• **What you have to do**: Return the entries below in their exact form, leaving the pictures out.

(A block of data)
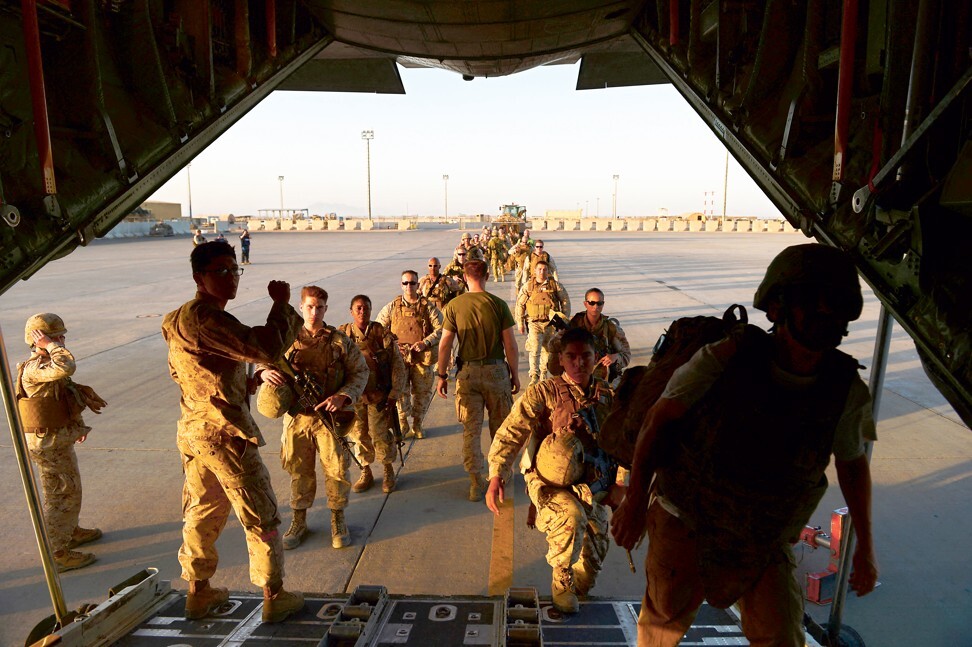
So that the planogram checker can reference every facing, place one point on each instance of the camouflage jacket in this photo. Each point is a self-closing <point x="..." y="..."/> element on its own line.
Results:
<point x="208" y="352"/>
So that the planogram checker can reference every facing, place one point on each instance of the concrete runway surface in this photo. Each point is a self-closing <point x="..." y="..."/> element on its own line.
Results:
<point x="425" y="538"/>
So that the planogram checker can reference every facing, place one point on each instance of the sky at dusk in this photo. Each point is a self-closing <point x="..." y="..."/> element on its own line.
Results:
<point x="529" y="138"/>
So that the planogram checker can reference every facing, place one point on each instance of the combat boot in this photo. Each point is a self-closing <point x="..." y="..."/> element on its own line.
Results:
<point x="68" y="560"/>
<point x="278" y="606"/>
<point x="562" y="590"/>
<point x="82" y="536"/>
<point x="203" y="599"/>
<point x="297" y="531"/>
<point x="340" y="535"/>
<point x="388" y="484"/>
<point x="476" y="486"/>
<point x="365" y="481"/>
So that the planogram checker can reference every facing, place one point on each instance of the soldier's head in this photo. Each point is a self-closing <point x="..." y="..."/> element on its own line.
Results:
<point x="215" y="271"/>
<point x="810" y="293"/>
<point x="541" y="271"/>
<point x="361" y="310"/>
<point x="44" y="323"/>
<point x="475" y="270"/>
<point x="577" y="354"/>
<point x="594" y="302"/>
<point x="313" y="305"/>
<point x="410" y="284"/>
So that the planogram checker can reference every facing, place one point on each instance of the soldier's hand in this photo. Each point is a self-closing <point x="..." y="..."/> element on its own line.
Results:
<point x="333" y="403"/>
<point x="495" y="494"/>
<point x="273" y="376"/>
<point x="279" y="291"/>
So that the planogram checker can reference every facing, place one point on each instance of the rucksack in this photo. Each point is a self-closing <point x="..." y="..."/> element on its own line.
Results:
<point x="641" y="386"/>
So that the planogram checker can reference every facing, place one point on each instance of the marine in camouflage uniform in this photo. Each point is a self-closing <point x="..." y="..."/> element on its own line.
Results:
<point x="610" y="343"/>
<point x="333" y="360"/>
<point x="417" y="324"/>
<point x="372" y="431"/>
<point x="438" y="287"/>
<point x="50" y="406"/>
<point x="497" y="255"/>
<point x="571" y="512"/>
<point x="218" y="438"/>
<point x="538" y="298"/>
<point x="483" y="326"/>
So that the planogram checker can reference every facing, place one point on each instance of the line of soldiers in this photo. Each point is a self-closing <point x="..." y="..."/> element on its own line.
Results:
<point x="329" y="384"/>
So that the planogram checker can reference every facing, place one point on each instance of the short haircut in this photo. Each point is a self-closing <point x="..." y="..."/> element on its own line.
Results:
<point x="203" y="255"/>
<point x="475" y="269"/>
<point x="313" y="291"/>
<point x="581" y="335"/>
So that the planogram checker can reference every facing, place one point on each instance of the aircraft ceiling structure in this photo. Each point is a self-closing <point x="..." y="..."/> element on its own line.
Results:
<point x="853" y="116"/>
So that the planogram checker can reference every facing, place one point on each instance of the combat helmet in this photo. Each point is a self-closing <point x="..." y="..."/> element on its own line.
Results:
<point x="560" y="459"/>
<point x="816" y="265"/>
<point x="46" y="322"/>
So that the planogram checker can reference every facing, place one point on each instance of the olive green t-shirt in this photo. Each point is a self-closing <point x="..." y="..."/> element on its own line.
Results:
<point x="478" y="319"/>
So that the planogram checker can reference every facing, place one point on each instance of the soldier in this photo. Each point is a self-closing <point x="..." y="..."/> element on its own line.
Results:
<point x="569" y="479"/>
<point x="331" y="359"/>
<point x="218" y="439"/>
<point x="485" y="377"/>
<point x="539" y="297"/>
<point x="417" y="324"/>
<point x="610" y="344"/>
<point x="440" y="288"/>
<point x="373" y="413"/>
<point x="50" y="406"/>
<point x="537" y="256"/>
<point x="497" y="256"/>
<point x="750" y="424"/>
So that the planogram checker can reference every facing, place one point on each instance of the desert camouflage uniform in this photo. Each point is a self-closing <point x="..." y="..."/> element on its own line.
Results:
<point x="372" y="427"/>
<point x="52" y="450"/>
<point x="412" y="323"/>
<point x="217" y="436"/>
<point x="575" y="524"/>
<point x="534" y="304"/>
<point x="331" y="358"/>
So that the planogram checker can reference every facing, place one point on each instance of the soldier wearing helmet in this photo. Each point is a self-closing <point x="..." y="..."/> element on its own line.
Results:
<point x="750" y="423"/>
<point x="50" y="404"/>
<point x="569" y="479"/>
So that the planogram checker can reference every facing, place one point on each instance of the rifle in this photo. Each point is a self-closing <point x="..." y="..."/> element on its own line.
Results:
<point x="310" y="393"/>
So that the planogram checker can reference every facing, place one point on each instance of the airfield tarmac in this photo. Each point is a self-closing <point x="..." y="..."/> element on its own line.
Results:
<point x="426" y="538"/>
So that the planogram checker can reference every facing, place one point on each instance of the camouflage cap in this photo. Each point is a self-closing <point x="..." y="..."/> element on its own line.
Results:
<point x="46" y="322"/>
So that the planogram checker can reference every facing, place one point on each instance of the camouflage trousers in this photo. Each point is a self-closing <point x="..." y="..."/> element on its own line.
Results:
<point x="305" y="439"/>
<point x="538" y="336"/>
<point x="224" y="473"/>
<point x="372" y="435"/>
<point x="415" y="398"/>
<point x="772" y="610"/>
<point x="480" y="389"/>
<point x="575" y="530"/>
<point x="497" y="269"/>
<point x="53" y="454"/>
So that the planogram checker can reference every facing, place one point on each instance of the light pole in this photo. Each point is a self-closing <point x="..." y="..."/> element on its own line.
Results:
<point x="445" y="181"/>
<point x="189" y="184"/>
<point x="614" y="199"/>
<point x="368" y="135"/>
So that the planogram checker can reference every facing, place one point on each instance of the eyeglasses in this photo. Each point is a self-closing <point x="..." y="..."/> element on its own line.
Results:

• **Final answer**:
So that the planogram checker can reference every facing, place one point on each instance of the camouflage jacket in this photo. Each point is a self-closing <point x="..." y="..."/> element on its own line.
Results:
<point x="208" y="352"/>
So that the planogram checker can reference every facing, place one point on each instance of the concrete runway surface in this photo. Each point is a self-closing <point x="..." y="..."/> element on its own line.
Results:
<point x="425" y="538"/>
So that the planogram checker can reference every facing, place one point on each instance of the sky at dusk in this photo. Each point is a self-closing <point x="..." y="..."/> element on its own line.
Results:
<point x="529" y="138"/>
So that the planogram checker can reference every facing, place one point on each instance of the combat boot in this photo. Each point is a self-closing <point x="..." y="..."/> element on its own line.
Results:
<point x="68" y="560"/>
<point x="278" y="606"/>
<point x="562" y="590"/>
<point x="82" y="536"/>
<point x="203" y="599"/>
<point x="297" y="531"/>
<point x="340" y="535"/>
<point x="388" y="484"/>
<point x="476" y="486"/>
<point x="365" y="481"/>
So that the planogram checker can reference every facing, place one point on each instance of the soldier's head in this photo. Each point is a self-closing <point x="..." y="..."/> element on its own line.
Results:
<point x="215" y="271"/>
<point x="810" y="293"/>
<point x="541" y="271"/>
<point x="361" y="310"/>
<point x="44" y="323"/>
<point x="475" y="270"/>
<point x="577" y="354"/>
<point x="594" y="302"/>
<point x="313" y="305"/>
<point x="410" y="284"/>
So that the planogram checker can reference every facing, place one point on each instance of the soldier's hand in this photo. Each point is a self-closing <point x="..." y="..."/> element on its own line.
Results:
<point x="333" y="403"/>
<point x="495" y="494"/>
<point x="273" y="376"/>
<point x="279" y="291"/>
So that the planogram checker can reference every facing, place one point on each instance of the rucksack in this photo. Each point is a self-closing <point x="..." y="..."/> element on its own line.
Results:
<point x="641" y="386"/>
So that the planogram checker can reference every facing, place one point on each instance of the marine in camouflage uniform in this photo. Each point is a self-closing <point x="..." y="..."/> element on its own line.
Results:
<point x="610" y="343"/>
<point x="333" y="360"/>
<point x="417" y="324"/>
<point x="372" y="431"/>
<point x="438" y="287"/>
<point x="50" y="406"/>
<point x="497" y="255"/>
<point x="571" y="512"/>
<point x="218" y="438"/>
<point x="538" y="298"/>
<point x="483" y="326"/>
So that the planogram checker can reference every facing, place one point on each instance of the line of soldiers in this photo. Each point is a self-closing <point x="..." y="..."/> element on its own line.
Results:
<point x="329" y="384"/>
So that the planogram checker can reference every facing, place one point on each instance of the short haircut in this photo. Each point is a self-closing <point x="..." y="..."/> element on its own line.
Results:
<point x="203" y="255"/>
<point x="475" y="269"/>
<point x="313" y="291"/>
<point x="581" y="335"/>
So that the planogram checker can reference every facing, place one point on each instance of the aircraft ceiling structure in this photo. Each point is a self-closing <point x="..." y="..."/> element on its own line.
Results:
<point x="853" y="116"/>
So that the planogram checker can reference every facing, place one point on each instance of the combat helmet in this photo. Each point is a self-closing <point x="..." y="..."/> element on its own line.
Results:
<point x="560" y="459"/>
<point x="816" y="265"/>
<point x="46" y="322"/>
So that the planogram checker can reference every facing, place one point on each instance of the olive green t-shirt in this photo. Each point is a self-closing <point x="..." y="..."/> element on its own line.
Results:
<point x="478" y="319"/>
So that the planogram checker can reference every facing, place one point on each instance of the soldier in this photo. Each point is a self-closing <point x="..." y="..."/> element on its own line.
Results:
<point x="569" y="479"/>
<point x="331" y="359"/>
<point x="218" y="439"/>
<point x="485" y="377"/>
<point x="539" y="297"/>
<point x="417" y="324"/>
<point x="610" y="344"/>
<point x="440" y="288"/>
<point x="373" y="413"/>
<point x="50" y="406"/>
<point x="537" y="256"/>
<point x="497" y="256"/>
<point x="750" y="424"/>
So that the planogram checker can reference every facing, place one point on each instance of the desert camouflage uniform in this photo. Each point is a self-closing <point x="..." y="..."/> element on its own line.
Results:
<point x="372" y="427"/>
<point x="52" y="450"/>
<point x="412" y="323"/>
<point x="217" y="436"/>
<point x="575" y="524"/>
<point x="534" y="304"/>
<point x="331" y="358"/>
So that the planogram checker can reference every facing, place one point on each instance of the soldier wearing helmet in this photo. Each point is a self-closing <point x="..." y="..."/> element on its own line.
Results:
<point x="750" y="423"/>
<point x="50" y="404"/>
<point x="569" y="479"/>
So that the planogram checker can reference every facing, place one point on each instance of the rifle in this photo. Each point is a self-closing <point x="..." y="..."/> element on its own line.
Results:
<point x="310" y="393"/>
So that the planogram checker can reference every facing, place one point on each instance of the airfield tarmac in this photo. Each point is a self-closing <point x="..." y="..."/> element on its own line.
Results:
<point x="426" y="538"/>
So that the planogram checker can reference every facing, place one point on each instance of the camouflage cap in this photo. Each point is a self-closing <point x="..." y="..."/> element on its own line.
Results:
<point x="46" y="322"/>
So that the planogram checker can reference every facing, place one point on each instance of the camouflage trousers in this photo. Each point is a self-closing <point x="..." y="..."/> element on its own line.
Results:
<point x="305" y="439"/>
<point x="538" y="336"/>
<point x="224" y="473"/>
<point x="372" y="435"/>
<point x="415" y="398"/>
<point x="772" y="610"/>
<point x="480" y="389"/>
<point x="575" y="530"/>
<point x="497" y="269"/>
<point x="53" y="454"/>
So that the planogram checker can reference every facing, place one point on each instance of the light pole in this photo. Each point is a self-closing <point x="..." y="..."/> element on its own line.
Results:
<point x="445" y="181"/>
<point x="189" y="184"/>
<point x="614" y="199"/>
<point x="368" y="135"/>
So that the planogram checker can reference every facing, place one point on each instance of the eyeglasses in this photo. Each point is a self-closing <point x="..." y="..."/> element on its own line.
Results:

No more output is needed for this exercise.